EXTRACT PROVIDED Start Marker
As of 2014, three counties (Forrest, Jasper, and Lamar) had withdrawn from the District.

In the summer of 2018, PHWD moved out of their 56-year-old office building located at 6081 U.S. Route 49 south, as part of a lawsuit settlement with Forrest County. In September 2018, Forrest County Board of Supervisors ordered the demolition of the county-owned building, including its distinctive mural on the front facade, to facilitate future road construction near Forrest General Hospital.
EXTRACT PROVIDED End Marker
| DIRECTIONS |
Continue the passage about PHWD and its former office building from where it stops.
GIVEN ENTRIES Start Marker
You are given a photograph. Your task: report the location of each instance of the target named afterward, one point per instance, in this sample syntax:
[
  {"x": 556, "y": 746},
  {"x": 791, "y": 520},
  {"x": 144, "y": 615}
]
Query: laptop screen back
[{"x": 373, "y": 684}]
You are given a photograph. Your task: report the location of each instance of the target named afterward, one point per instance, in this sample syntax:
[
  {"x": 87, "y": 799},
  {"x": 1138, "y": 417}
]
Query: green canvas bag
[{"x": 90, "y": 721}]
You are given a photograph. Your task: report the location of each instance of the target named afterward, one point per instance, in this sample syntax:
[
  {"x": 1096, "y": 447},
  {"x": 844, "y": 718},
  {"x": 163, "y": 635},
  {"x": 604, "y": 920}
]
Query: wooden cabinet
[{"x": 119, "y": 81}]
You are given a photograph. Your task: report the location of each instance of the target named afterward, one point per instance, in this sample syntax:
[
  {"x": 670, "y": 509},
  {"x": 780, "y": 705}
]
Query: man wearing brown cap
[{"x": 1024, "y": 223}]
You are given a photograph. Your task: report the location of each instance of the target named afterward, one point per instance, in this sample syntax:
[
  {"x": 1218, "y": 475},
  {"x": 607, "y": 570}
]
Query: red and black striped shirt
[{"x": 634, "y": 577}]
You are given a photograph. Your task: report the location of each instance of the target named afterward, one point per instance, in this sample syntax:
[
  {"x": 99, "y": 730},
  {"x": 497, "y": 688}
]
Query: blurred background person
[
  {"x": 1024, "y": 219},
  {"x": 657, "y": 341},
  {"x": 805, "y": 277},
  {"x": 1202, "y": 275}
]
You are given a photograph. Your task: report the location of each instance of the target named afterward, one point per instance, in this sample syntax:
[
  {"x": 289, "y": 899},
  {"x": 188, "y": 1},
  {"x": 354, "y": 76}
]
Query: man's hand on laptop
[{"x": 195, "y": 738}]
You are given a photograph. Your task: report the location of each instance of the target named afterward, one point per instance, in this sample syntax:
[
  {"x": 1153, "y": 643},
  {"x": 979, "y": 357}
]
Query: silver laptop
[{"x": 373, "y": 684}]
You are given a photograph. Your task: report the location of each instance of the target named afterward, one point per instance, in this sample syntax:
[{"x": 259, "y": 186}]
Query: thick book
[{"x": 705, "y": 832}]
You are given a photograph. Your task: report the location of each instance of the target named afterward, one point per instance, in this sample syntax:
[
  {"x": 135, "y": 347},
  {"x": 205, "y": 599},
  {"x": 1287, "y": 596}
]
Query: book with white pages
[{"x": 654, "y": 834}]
GIVEN ENTRIES End Marker
| RESPONSE |
==Water resources==
Water resources in the Pascagoula River Basin, over which Pat Harrison Waterway District has jurisdiction, include:

- Big Creek
- Black Creek
- Bogue Homa Lake
- Bossie Creek
- Buckatunna Creek
- Chickasawhay River
- Chunky River
- Escatawpa River
- Gains Creek
- Leaf River
- Little Black Creek
- Okatoma Creek
- Pascagoula River
- Red Creek
- Tallahala Creek
- Thompson Creek

==Water parks==
The agency oversees eight water parks with public amenities that include camp sites, boat launches, cabins, picnic areas, swimming areas, and meeting facilities.

- Archusa Creek Water Park (Quitman, MS)
- Big Creek Water Park (Soso, MS)
- Dry Creek Water Park (Mount Olive, MS)
- Dunns Falls Water Park (Enterprise, MS)
- Flint Creek Water Park (Wiggins)
- Maynor Creek Water Park (Waynesboro, MS)
- Okatibbee Water Park (Meridian, MS)
- Turkey Creek Water Park (Decatur, MS)

Little Black Creek Water Park (Lumberton, MS) was formerly managed by PHWD, but was leased to a private developer in 2013.